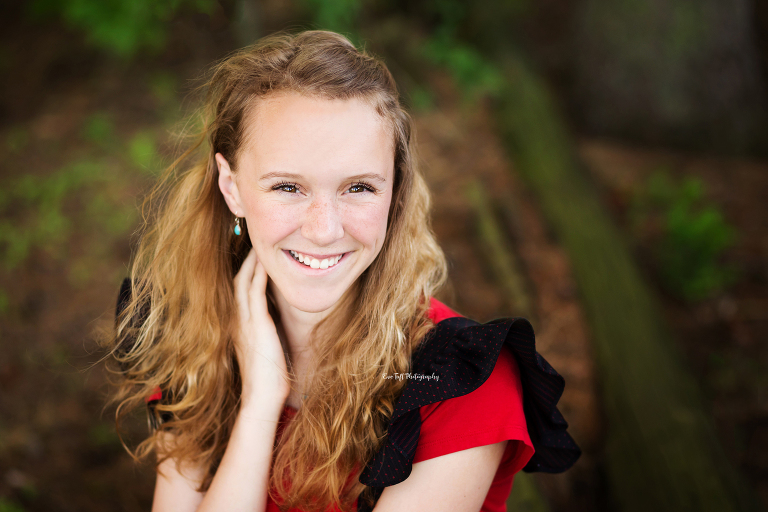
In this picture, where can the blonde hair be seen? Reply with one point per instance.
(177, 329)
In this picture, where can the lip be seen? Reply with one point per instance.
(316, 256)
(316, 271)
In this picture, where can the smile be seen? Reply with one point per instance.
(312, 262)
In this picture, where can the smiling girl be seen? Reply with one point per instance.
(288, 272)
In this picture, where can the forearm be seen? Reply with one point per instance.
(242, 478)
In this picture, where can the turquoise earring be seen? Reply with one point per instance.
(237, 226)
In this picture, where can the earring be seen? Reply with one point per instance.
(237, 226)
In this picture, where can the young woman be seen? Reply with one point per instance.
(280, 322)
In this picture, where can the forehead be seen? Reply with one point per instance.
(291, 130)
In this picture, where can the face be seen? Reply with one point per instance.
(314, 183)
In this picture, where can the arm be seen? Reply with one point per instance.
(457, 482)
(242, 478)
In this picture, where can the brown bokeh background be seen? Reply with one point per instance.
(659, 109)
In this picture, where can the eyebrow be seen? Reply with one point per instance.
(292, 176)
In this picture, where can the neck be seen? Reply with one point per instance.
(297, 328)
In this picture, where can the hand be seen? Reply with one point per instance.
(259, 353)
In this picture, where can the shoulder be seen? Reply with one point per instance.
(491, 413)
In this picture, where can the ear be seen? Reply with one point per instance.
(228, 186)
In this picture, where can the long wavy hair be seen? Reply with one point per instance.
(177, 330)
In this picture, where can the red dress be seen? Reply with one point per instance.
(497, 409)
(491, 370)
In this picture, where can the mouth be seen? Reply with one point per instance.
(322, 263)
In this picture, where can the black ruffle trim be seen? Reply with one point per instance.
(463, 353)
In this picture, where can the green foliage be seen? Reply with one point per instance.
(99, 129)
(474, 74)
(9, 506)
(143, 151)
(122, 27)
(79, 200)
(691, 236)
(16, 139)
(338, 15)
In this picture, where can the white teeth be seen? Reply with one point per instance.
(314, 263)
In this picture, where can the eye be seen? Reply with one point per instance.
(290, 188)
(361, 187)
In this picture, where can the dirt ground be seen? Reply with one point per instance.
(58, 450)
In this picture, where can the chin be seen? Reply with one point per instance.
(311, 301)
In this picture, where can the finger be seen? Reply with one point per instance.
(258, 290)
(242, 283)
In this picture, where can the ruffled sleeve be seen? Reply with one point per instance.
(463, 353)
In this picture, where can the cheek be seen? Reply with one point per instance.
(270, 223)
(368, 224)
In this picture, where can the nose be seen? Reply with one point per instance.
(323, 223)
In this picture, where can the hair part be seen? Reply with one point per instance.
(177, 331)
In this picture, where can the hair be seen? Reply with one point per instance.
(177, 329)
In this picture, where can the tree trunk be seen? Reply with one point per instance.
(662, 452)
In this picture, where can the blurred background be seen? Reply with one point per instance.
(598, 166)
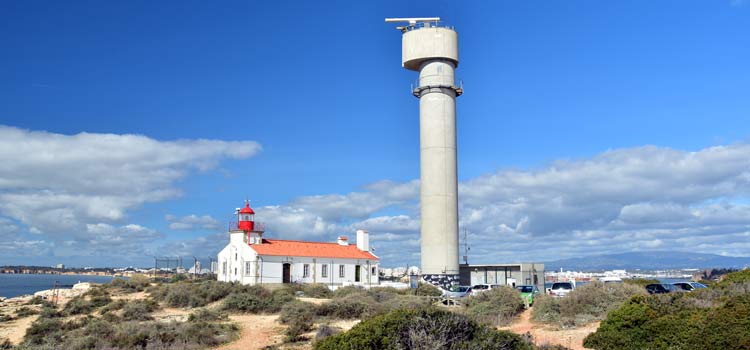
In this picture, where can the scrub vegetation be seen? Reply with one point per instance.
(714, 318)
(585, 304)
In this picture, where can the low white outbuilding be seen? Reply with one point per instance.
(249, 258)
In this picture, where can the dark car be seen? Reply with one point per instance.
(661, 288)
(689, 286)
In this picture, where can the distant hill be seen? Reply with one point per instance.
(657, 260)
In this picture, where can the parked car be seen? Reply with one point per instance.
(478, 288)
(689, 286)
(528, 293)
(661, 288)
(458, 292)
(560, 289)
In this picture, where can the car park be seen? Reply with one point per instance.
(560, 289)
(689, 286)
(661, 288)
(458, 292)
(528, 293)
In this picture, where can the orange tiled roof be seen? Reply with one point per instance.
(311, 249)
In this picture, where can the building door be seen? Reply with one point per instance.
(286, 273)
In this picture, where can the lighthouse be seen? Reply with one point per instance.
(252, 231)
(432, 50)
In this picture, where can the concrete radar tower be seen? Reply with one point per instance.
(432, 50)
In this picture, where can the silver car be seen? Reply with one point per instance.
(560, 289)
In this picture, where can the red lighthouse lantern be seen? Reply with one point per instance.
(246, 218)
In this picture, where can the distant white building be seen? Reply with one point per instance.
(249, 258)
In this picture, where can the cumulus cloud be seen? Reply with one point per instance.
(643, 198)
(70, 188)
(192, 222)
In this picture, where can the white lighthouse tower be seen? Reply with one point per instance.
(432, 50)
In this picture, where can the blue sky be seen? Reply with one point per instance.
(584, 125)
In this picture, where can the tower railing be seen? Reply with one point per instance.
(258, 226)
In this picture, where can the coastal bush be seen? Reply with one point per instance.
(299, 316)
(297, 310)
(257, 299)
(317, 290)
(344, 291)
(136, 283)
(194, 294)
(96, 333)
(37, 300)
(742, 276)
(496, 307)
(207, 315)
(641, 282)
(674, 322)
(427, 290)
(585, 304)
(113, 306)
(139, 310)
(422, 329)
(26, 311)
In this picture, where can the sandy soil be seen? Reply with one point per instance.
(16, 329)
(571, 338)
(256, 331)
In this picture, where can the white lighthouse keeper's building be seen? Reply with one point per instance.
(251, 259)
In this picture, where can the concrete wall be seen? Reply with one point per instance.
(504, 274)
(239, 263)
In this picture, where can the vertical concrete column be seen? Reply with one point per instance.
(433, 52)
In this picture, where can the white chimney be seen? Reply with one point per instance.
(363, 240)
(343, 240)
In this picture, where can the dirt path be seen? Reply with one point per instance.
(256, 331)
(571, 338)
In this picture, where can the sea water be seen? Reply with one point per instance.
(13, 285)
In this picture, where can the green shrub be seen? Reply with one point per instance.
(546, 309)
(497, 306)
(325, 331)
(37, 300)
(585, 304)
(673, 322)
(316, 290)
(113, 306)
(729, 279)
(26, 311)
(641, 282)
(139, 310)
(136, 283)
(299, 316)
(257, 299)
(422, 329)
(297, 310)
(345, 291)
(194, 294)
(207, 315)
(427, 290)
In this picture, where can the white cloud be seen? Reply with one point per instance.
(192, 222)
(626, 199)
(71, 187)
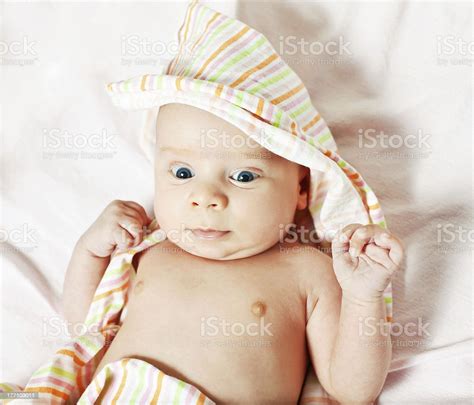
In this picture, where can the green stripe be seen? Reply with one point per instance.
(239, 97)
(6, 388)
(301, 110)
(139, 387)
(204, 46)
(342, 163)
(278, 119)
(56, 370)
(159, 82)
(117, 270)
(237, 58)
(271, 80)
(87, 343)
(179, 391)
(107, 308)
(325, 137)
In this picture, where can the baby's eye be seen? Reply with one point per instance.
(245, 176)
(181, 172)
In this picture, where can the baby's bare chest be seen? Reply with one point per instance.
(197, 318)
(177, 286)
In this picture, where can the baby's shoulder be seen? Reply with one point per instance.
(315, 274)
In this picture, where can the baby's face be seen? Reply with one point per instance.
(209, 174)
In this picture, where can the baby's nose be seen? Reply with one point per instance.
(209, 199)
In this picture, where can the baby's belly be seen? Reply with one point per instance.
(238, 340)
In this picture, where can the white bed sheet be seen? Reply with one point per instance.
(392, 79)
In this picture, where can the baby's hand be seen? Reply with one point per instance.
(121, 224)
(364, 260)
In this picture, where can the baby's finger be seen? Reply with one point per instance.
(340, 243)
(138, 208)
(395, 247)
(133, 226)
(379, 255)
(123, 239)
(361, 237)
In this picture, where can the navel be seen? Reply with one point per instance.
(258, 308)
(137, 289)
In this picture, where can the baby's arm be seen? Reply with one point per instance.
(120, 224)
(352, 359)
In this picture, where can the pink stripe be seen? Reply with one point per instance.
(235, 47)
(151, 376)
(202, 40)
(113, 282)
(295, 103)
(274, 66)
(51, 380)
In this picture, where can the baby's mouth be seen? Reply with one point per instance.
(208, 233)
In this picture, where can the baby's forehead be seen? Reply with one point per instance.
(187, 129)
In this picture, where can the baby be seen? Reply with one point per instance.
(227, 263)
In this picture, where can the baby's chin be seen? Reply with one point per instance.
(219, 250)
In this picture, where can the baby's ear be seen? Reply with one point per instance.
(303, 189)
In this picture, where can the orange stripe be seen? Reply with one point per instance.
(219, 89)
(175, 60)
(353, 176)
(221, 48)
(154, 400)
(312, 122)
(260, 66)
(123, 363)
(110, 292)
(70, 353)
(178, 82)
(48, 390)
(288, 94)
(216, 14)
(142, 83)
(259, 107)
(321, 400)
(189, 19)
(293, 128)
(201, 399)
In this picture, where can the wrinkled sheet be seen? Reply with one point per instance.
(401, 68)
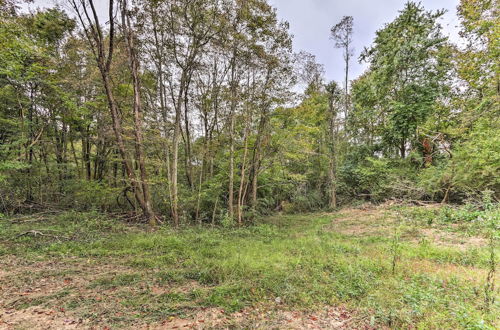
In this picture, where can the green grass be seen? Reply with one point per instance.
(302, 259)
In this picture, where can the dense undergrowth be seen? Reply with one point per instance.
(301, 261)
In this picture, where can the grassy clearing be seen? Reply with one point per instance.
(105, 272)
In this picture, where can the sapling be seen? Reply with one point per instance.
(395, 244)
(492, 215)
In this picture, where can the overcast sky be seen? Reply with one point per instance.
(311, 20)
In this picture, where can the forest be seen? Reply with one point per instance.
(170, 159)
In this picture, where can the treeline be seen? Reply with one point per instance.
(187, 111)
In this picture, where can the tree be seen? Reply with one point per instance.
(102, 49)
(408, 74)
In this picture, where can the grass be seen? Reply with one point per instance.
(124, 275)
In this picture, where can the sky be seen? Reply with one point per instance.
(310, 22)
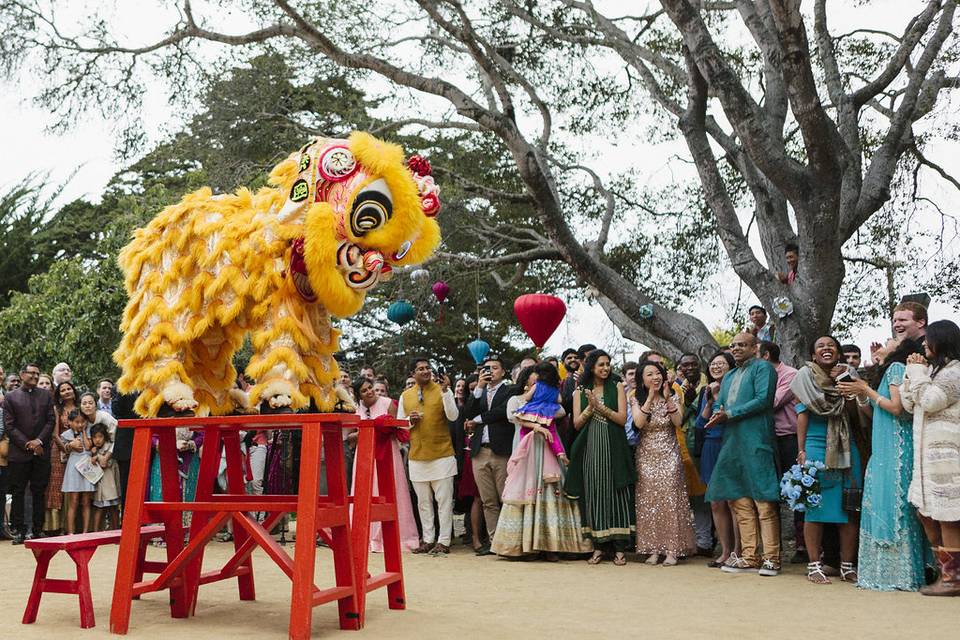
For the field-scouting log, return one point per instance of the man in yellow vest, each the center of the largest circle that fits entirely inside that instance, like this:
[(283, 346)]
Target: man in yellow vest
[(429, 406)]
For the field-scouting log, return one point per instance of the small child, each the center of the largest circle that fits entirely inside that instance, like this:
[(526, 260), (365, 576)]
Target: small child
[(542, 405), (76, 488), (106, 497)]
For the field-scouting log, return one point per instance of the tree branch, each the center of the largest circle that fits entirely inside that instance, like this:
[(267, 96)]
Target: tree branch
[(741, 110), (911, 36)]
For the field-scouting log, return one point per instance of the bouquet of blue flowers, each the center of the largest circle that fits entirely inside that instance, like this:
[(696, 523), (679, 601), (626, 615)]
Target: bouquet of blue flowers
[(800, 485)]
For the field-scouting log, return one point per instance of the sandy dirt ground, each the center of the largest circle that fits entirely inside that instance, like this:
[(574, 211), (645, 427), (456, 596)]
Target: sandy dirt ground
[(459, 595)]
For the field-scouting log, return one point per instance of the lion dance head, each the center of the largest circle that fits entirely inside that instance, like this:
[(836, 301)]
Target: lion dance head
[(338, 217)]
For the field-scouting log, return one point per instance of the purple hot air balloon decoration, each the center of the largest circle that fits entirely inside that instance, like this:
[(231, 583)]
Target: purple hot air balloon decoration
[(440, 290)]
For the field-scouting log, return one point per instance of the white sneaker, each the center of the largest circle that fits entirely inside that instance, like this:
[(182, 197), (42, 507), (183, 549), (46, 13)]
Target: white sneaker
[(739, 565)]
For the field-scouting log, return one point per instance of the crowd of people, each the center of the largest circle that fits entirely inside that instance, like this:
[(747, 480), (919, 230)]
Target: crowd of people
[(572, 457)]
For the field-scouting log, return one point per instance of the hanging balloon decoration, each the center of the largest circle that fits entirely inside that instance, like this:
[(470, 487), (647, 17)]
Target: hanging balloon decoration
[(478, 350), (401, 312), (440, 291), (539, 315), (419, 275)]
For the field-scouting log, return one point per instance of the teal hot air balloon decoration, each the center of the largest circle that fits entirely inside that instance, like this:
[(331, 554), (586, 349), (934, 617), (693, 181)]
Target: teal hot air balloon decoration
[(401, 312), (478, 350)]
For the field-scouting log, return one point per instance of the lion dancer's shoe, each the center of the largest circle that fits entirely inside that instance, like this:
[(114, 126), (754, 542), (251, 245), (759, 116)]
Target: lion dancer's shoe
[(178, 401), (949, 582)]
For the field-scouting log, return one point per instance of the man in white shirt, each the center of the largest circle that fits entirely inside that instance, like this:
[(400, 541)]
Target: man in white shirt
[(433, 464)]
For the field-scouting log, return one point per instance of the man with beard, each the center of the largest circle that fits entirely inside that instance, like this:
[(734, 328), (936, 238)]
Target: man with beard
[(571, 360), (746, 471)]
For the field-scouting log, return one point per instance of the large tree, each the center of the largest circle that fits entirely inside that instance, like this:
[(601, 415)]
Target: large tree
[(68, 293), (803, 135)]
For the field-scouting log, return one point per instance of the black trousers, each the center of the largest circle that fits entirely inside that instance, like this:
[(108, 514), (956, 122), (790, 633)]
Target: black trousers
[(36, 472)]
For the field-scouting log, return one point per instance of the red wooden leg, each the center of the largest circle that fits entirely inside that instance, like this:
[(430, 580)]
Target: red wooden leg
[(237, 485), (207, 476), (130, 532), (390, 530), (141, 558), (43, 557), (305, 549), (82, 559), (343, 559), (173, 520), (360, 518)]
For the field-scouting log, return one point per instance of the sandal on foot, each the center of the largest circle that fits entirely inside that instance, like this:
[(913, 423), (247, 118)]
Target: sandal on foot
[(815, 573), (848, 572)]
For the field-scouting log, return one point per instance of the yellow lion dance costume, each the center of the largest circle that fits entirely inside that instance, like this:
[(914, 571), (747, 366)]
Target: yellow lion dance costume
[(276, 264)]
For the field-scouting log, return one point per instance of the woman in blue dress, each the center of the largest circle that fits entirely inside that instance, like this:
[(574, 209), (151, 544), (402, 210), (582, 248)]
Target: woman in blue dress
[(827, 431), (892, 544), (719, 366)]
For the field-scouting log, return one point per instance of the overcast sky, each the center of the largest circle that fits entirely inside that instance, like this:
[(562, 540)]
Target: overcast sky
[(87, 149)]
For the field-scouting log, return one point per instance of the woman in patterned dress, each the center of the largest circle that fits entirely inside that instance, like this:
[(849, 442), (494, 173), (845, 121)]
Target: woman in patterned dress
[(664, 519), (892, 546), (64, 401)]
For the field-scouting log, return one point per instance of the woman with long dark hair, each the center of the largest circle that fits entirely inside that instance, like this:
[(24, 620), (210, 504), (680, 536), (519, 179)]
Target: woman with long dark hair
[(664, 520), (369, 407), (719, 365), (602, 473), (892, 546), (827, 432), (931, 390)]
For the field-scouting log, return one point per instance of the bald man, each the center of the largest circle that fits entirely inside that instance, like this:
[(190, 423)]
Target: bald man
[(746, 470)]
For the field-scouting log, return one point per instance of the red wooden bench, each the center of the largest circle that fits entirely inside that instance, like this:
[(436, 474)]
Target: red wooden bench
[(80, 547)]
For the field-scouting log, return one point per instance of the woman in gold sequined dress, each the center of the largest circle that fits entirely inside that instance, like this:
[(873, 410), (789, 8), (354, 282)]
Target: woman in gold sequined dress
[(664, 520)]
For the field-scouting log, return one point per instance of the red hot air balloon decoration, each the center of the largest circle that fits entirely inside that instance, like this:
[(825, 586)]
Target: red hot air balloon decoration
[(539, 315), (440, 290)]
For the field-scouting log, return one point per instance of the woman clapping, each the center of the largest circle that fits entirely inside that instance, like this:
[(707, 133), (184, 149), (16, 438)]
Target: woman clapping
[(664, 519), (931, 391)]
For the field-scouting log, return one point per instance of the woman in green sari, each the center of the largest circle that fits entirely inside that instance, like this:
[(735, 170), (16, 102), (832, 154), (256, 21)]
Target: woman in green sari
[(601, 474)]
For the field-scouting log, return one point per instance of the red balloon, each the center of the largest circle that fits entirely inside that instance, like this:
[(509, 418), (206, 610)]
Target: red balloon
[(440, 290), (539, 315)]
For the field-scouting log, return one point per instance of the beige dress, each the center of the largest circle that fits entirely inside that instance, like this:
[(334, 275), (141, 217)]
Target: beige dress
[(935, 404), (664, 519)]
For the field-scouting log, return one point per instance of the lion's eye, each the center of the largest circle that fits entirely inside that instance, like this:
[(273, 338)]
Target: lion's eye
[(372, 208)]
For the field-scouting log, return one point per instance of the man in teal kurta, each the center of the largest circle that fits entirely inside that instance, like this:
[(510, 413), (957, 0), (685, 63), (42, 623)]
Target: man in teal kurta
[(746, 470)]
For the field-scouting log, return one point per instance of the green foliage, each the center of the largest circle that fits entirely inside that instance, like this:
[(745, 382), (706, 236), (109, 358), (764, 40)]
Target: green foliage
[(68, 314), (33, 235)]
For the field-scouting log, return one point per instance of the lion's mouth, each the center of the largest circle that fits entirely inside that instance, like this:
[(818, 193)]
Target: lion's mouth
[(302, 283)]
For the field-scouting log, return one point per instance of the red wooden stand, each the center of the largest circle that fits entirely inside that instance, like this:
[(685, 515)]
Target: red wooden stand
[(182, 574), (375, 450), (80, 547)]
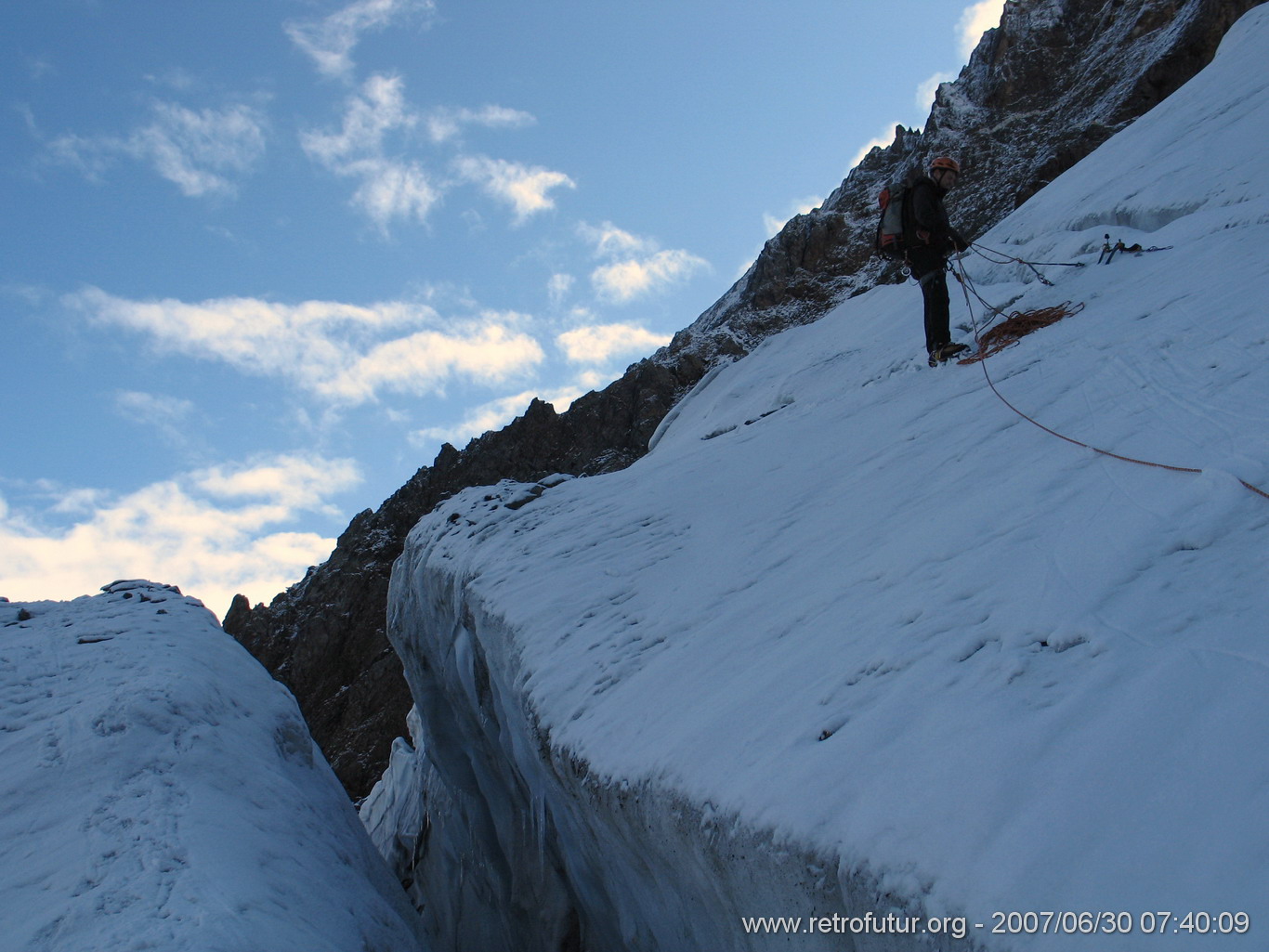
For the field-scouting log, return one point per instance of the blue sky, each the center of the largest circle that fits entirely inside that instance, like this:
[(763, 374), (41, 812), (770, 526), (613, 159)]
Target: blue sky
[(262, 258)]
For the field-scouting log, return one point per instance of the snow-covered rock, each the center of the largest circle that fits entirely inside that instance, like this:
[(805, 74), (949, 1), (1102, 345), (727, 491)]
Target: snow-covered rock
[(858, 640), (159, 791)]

> **Work item**:
Nothing but the lines from the line with "Target: red wooden stand" through the last line of the listing above should be repeated, and pictures should be left out.

> **Answer for this exercise**:
Target: red wooden stand
[(182, 574), (375, 450), (80, 547)]
For the field-scouting log, return one point per instance of the blue sky, each the center of the largest circle that fits entirely inside that instance, like this:
[(763, 374), (41, 812), (770, 526), (613, 159)]
Target: blue sky
[(262, 258)]
For the field-scouting log, return one point per instance of the snow-covered rock, each the center of the largest circle that fits entirely inside that instance, like this:
[(805, 74), (949, 1), (1102, 345), (727, 491)]
Target: snow-covered rock
[(858, 640), (159, 791)]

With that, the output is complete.